Information shown Start Marker

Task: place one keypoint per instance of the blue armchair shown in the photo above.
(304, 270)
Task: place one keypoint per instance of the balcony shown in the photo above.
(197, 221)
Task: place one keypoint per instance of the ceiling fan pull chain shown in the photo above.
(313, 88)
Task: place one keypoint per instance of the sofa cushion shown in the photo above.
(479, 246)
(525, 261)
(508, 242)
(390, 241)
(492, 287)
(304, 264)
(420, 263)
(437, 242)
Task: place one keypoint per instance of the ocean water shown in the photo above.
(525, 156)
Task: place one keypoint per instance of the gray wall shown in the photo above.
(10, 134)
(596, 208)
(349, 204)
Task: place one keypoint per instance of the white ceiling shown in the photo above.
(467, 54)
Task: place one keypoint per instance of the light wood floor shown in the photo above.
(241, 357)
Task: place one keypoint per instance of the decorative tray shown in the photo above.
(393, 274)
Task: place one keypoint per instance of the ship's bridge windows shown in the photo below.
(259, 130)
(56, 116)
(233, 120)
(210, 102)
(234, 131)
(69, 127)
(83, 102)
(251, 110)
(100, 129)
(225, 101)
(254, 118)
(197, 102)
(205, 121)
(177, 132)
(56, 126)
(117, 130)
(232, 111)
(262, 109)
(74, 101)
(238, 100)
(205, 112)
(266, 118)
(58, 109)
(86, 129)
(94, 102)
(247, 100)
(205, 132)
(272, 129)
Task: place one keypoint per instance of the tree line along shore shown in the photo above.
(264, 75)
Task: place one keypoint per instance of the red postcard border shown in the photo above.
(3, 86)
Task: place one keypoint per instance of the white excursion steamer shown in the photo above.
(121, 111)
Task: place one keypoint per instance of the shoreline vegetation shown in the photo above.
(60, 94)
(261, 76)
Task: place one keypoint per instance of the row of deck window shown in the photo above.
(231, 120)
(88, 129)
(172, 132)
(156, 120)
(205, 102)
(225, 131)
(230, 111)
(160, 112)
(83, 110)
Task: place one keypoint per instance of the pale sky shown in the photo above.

Information shown End Marker

Restate the whole set of entries exactly.

Task: place one keypoint per instance of the blue armchair shown in the photo above.
(304, 270)
Task: place one keypoint per instance of the balcony shown in the photo above.
(197, 221)
Task: place one keypoint per instance of the ceiling fan pull chain shown in the photo above.
(313, 88)
Task: place one keypoint per instance of the sofa cushion shown in the photo above.
(479, 246)
(525, 261)
(508, 242)
(390, 241)
(492, 287)
(304, 264)
(420, 263)
(437, 242)
Task: place one keypoint per instance of the ocean water shown in the photo above.
(525, 156)
Task: place one keypoint per instance of the gray wall shown in the photo above.
(10, 134)
(596, 208)
(349, 204)
Task: place one keypoint per instance of the white ceiling shown in the photo above.
(467, 54)
Task: place one keypoint per instance of the light wood floor shown in the photo above.
(241, 357)
Task: place one keypoint per instance of the decorative tray shown in the photo above.
(393, 274)
Task: place one keypoint per instance of the ship's bridge windows shown in the photo below.
(259, 130)
(56, 116)
(233, 120)
(210, 102)
(234, 131)
(69, 127)
(83, 102)
(251, 110)
(100, 129)
(225, 101)
(254, 118)
(197, 102)
(205, 121)
(177, 132)
(56, 126)
(117, 130)
(232, 111)
(262, 109)
(74, 101)
(238, 100)
(205, 112)
(266, 118)
(58, 109)
(86, 129)
(94, 102)
(247, 100)
(205, 132)
(272, 129)
Task: place one keypoint per instance of the tree line along shore shown in the photo above.
(264, 75)
Task: place one keypoint per instance of the red postcard border shown in the photo above.
(3, 86)
Task: place one keypoint per instance of the white excursion steamer shown in the photo above.
(121, 111)
Task: place one keypoint per instance of the shoreline vegetation shown in the photo above.
(60, 94)
(261, 76)
Task: place one keypoint per instance of the row of deck window shown in the photo above.
(231, 120)
(88, 129)
(172, 132)
(156, 120)
(205, 102)
(225, 131)
(230, 111)
(160, 112)
(83, 110)
Task: place one keypoint per instance of the pale sky shown in the photo above.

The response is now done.